===== Document text =====

I did a lot of math today. :( it was not hard but it took long. I am glad that it is going though.
I guess that is all for today. :)
Till later...

26.8.05

Last day of work

Today was a kind of hard day. I started working at 6:15 almost like I wanted to. I like working in the morning. It is very relaxed and therefore enjoyable. I was surprised how quite and nice it was. Time went by extremely fast. As did practically the rest of the day as well. My knees still hurt on and off and I haven't figured out yet, what it is that makes them hurt.
When I came home for lunch I was very hungry because I didn't eat that much in the morning and I was up since 5 am to get ready for work. We had some really good food and I went off again to work for the last hour this summer :( I actually asked if I could work for longer but they already had enough workers which wasn't very surprising. The good thing is that they told me I can apply every single vacation and that they liked the work I did. That is very good for me, I tried really hard as you know. Sometimes I was tired but I always tried to meet the time. Sometimes I did, others I didn't.
I talked to a lot of people today since it was my last day. I said bye to everyone I saw when I left for lunch, because most people didn't come to work in the afternoon since that wasn't regular working time.
The next two weeks will be tough for me since I have to do math and English. I finished my German novel today. Overall, I would say that I liked it a lot. Especially towards the end. I wonder how long I will still feel the same way. Maybe it will get even more interesting through interpreting it but you never know. So that was 350 pages of reading that had to be done. I started reading the book 'Death of a Salesman' but haven't advanced a lot in it. I think the reason I do English first is, because I don't want to get started on math. Don't worry, I will soon start, since I see the necessity on doing it. I want to have a chance to get a good grade next year and especially in the abitur, which counts as much as the previous three semesters. Funny, right? IF I get to it, I will also do some French, but I doubt that there will be enough time during those two weeks.
By the way, I am not expecting you to write me anything. I know you are extremely busy right now.
Oh, my sister had some friends over for her late B-Day party. They chatted and talked and did whatever. My mom made a cake and two of them left early one stayed a little longer, she is actually still here. We had Raclette for dinner. We had it outside so that it won't smell tomorrow :) That was smart of my mom.
Tomorrow we are asked to play something in church so we still have to decide on something. I am now the music coordinator for 5 Euros/year. Isn't that funny. I have to pick the music every time something has to be played and therefore everyone has to pay 1 Euro (including myself). That leaves me with 4 Euros per year. This is more than a joke, but I think I feel more responsible if I get money for the job even though it isn't much. So now my family and I will decide on something. Bye.

25.8.05

Work

Today was a very good day as far as work goes. A lot of funny and enjoyable things happened. For example, I got to talk to some people and they were all very nice to me. I think they start accepting me since I try very hard to understand all the machines so that I am able to change things for a different working order myself. This makes me feel better and doesn't bother anybody else!!

===== Listed records =====

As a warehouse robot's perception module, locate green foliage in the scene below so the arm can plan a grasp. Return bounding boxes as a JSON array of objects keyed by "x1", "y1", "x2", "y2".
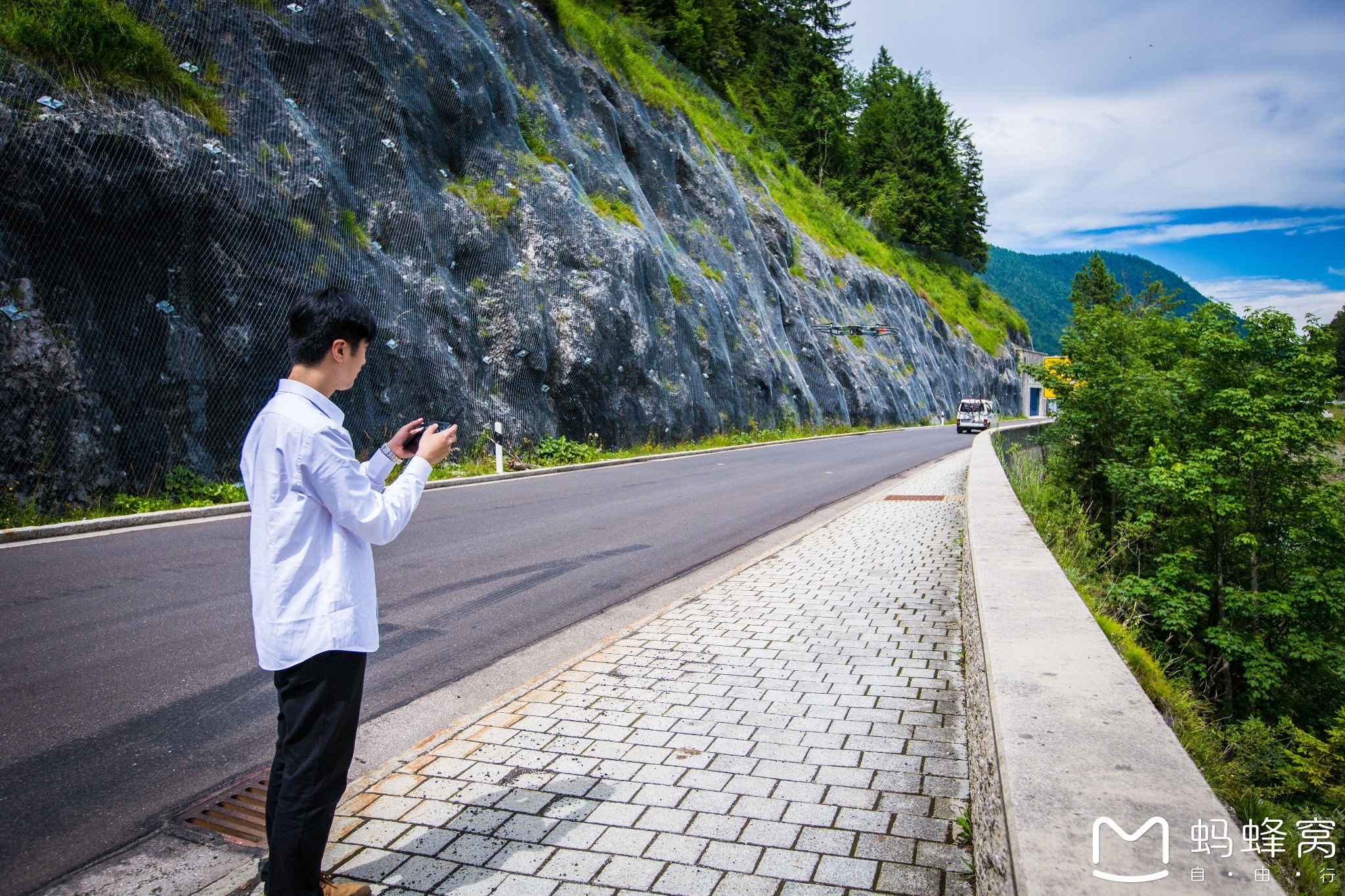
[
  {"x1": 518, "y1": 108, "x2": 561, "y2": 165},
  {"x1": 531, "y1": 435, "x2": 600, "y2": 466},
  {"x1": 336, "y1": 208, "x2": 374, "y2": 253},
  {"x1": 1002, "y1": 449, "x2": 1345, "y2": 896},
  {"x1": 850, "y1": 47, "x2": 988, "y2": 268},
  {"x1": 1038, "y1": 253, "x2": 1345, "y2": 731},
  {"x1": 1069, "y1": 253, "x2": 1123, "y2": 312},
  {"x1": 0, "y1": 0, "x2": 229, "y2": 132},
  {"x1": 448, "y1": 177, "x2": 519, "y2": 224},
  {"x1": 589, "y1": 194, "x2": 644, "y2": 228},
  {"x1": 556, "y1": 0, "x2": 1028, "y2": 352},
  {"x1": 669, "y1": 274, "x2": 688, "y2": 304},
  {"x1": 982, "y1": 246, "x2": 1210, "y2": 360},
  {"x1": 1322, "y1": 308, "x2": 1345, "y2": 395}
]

=====
===== Listed records =====

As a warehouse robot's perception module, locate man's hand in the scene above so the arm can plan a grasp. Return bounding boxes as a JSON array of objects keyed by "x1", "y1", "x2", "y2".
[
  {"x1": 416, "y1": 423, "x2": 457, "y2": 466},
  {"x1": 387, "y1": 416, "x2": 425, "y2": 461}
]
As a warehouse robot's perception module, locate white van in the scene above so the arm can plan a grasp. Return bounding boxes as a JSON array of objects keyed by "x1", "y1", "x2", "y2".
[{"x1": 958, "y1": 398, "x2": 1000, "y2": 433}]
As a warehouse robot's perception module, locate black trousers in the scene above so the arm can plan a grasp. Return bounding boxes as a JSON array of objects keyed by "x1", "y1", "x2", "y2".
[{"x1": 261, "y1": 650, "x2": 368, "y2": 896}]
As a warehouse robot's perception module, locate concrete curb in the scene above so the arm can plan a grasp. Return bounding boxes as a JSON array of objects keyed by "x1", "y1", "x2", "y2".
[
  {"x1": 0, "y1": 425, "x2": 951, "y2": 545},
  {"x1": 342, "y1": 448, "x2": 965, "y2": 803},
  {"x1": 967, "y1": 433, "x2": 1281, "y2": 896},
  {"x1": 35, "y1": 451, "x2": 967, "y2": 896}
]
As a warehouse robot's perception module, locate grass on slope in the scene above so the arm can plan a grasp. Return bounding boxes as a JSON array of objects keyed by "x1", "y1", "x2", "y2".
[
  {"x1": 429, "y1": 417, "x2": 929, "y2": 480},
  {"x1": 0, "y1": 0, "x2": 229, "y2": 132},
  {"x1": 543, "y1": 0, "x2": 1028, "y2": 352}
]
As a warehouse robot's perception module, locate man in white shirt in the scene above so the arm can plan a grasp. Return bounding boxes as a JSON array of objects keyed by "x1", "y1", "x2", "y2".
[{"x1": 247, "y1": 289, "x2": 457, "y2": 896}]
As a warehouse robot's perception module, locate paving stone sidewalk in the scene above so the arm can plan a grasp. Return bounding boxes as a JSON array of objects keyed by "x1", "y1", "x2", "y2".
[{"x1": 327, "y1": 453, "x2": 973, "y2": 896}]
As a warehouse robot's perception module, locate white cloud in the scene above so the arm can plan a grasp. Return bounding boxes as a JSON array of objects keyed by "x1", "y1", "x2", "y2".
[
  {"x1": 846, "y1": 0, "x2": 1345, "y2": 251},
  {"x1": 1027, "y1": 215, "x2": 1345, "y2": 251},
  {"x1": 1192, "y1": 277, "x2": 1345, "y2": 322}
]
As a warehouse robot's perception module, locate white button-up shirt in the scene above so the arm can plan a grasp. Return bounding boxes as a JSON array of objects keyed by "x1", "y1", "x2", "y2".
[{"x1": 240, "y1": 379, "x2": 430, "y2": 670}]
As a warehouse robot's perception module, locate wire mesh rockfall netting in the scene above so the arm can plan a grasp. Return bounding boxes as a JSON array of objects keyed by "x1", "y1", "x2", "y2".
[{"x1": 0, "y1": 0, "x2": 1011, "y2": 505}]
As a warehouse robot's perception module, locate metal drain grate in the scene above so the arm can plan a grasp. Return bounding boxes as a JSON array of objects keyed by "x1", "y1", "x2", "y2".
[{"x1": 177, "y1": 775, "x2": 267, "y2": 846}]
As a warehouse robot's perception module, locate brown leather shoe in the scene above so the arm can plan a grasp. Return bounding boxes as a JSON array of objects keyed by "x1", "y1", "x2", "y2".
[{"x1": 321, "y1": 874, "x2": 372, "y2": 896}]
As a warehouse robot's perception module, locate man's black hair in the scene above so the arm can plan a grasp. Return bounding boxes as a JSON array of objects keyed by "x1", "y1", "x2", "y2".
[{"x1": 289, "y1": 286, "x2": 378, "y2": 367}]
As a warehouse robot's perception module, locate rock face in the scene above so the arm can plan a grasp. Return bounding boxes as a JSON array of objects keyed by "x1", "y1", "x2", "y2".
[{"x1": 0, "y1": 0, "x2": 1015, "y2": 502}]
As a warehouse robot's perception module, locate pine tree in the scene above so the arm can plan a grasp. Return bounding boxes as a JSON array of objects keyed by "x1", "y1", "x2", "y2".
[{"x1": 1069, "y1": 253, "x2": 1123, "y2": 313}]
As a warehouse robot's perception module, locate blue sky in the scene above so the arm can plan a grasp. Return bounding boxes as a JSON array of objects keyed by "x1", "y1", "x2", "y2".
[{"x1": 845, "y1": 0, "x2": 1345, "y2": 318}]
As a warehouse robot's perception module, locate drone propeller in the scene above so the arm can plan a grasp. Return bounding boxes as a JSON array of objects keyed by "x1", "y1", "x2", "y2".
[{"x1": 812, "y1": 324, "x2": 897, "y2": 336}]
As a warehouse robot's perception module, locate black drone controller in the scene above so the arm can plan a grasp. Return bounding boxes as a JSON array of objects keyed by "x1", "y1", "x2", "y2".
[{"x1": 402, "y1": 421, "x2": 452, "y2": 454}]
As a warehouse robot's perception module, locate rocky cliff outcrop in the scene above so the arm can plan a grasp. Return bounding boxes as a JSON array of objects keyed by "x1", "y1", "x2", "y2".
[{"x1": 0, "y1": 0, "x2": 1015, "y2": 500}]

=====

§ **Exercise instructions**
In the diary text above, what time did the writer start work on the last day of work? Please answer in a few words.

§ **Task response**
At 6:15.